Start of SOURCE DOCUMENT

Signs in the Winter Woods

Signs in the Winter Woods

A couple days back, during a warm spell, my buddy Scott suggested a walk in the winter woods. Frankly I was glad to get out of the adobe. Man, this pandemic is causing more than the usual amount of cabin fever. Turned out to be a good hike on some nicely maintained trails. And we saw many signs in the winter woods.

Signs of wildlife, you ask? Nope. These were manmade signs. Right at the trail head we were greeted with a coyote warning. Fair enough.  Yeah they are out there in increasing numbers, but rarely a problem, although dogs and coyotes can be a bad mix. The next sign I’ll show  really caught my eye. It revealed the multiuse of this preserve.  Man-oh-man, it was complex enough to be on an urban street corner. Don’t believe I have ever seen a sign in the woods quite like it.

End of SOURCE DOCUMENT
Start of RECORDED DATA

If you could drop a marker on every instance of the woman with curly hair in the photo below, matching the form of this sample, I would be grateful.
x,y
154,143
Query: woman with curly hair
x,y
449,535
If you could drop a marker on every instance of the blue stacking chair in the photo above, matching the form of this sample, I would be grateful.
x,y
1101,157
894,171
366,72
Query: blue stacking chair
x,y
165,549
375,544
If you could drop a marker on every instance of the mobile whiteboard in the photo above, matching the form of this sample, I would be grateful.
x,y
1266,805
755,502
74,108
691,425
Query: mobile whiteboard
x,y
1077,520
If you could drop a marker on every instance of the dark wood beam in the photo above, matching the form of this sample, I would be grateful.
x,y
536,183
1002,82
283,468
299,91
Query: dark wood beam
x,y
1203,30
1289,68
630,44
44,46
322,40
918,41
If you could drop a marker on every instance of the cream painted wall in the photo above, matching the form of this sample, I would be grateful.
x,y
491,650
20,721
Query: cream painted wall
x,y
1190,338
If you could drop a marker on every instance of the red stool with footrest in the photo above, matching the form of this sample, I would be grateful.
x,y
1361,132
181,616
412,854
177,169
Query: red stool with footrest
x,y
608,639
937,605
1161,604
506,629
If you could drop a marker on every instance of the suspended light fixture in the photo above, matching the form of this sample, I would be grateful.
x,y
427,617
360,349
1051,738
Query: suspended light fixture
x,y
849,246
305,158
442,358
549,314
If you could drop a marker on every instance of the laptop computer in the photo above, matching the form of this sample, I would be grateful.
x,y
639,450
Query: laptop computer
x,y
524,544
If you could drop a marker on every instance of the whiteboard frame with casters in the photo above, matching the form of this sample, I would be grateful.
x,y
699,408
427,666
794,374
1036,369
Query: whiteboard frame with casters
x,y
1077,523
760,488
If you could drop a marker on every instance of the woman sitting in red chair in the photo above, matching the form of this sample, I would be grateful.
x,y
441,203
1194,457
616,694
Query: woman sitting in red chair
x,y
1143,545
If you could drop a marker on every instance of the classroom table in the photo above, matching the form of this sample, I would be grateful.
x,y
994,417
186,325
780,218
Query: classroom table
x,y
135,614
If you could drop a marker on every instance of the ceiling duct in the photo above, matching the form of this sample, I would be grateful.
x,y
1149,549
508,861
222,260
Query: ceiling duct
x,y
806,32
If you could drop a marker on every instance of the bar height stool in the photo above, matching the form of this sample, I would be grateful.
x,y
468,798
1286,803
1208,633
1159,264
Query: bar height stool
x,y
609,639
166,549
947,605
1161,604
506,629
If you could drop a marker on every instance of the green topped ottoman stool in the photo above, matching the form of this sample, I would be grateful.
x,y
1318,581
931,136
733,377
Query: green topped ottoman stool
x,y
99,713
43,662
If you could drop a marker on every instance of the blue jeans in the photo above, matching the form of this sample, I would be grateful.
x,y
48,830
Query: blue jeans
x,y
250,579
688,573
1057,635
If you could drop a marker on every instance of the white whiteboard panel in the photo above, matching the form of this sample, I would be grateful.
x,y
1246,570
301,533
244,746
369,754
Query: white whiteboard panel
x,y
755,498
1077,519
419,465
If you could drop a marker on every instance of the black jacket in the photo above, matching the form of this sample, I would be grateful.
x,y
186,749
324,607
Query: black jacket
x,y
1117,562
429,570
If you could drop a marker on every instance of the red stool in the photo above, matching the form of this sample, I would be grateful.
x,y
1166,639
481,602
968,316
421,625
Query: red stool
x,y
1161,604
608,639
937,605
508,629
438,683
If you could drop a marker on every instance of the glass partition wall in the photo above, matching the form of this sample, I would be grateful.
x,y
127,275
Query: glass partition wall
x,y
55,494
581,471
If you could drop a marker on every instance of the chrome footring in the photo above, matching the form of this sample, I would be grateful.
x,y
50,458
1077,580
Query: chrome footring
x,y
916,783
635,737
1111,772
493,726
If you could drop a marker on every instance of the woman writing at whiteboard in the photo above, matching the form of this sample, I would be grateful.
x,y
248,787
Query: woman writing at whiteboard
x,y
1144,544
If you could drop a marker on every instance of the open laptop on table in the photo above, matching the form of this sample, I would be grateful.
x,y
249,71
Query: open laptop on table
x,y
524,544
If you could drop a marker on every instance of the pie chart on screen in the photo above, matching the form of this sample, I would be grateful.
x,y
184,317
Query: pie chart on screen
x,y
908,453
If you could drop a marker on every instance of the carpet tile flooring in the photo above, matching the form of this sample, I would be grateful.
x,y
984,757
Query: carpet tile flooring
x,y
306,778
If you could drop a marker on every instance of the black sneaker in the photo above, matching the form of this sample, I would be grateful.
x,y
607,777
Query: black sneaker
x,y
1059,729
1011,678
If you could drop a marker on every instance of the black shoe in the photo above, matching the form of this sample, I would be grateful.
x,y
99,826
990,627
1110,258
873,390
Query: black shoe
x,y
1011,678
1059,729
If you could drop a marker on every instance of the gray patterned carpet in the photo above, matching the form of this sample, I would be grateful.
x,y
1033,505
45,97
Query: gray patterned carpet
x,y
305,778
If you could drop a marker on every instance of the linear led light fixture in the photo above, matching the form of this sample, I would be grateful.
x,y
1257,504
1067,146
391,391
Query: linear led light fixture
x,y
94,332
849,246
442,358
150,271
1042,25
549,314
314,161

End of RECORDED DATA

Continue the piece about signs on a winter woods hike, starting right after its final sentence.

     Let me see. Bikers yield to hikers. Hikers yield to horses. Bikers yield to horses too. And horses yield to nobody. Yeah size matters. Okay, but do we need a traffic light during rush hour? Wait a minute now, what about the damn coyotes? Who yields to them? Umm, I guess we need a bigger sign.

Hey let me tell you about one more thing. Upon arrival, we met “Bud”, a pit bull mix. He was there for a walk and may not yield to anyone. But check out those glasses. His owner told us “Bud” likes to jam his face in a brush piles and gets twigs caught in his eyes. Which in turns leads to a costly trip to the vet. At first I felt sorry for “Bud”, but you know he looks way cool in those red goggles.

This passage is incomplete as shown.